## BRANO CITATO
Alan non ha sofferto invano per tutti questi anni: il suo dolore e la sua preoccupazione sono serviti per salvare il fratellino, che nel frattempo era cresciuto e finito nel giro della droga.

Alan, anche se in quel momento non ha la possibilità di raggiungerlo in Colombia, decide di occuparsi del fratello lontano. Prima lo convince a entrare in una comunità di recupero per tossicodipendenti, poi a fare la leva obbligatoria in modo da tenersi lontano da brutti ambienti. «Con l’aiuto dei miei genitori italiani sono riuscito anche a fargli riprendere gli studi e a ottenere un diploma, ma non mi sentivo ancora pronto a incontrarlo».

Alla fine però il momento del primo incontro arriva. Alan racconta di aver avuto paura: parlare in una lingua che negli anni non padroneggia più molto bene con un fratello di cui quel poco che si sa non è niente di buono rendono l’atmosfera piuttosto tesa:

«Ci siamo dati appuntamento in un centro commerciale a Bogotà, abbiamo mangiato insieme, ma è stato un incontro “freddo”. Non ci siamo neppure abbracciati, ci siamo salutati come due sconosciuti, quali in realtà eravamo».

## DOMANDE
[1] Nel brano citato, dove si sono dati appuntamento Alan e il fratello per il primo incontro?
[2] In base al brano citato, spiega perché Alan convince il fratello a fare la leva obbligatoria.
[3] Riporta la parte del brano citato compresa tra "Alan non ha" e "giro della droga.", estremi inclusi.

## MATERIALE
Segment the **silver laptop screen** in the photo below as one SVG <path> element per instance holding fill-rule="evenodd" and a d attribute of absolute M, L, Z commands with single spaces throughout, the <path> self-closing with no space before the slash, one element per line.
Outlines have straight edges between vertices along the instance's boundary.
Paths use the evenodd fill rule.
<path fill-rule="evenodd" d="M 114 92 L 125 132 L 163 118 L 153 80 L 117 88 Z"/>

## RISPOSTE ATTESE
[1] In un centro commerciale a Bogotà.

[2] Alan lo spinge a fare la leva perché così il fratello si tiene lontano da brutti ambienti. Prima lo aveva già convinto a entrare in una comunità di recupero per tossicodipendenti.

[3]
Alan non ha sofferto invano per tutti questi anni: il suo dolore e la sua preoccupazione sono serviti per salvare il fratellino, che nel frattempo era cresciuto e finito nel giro della droga.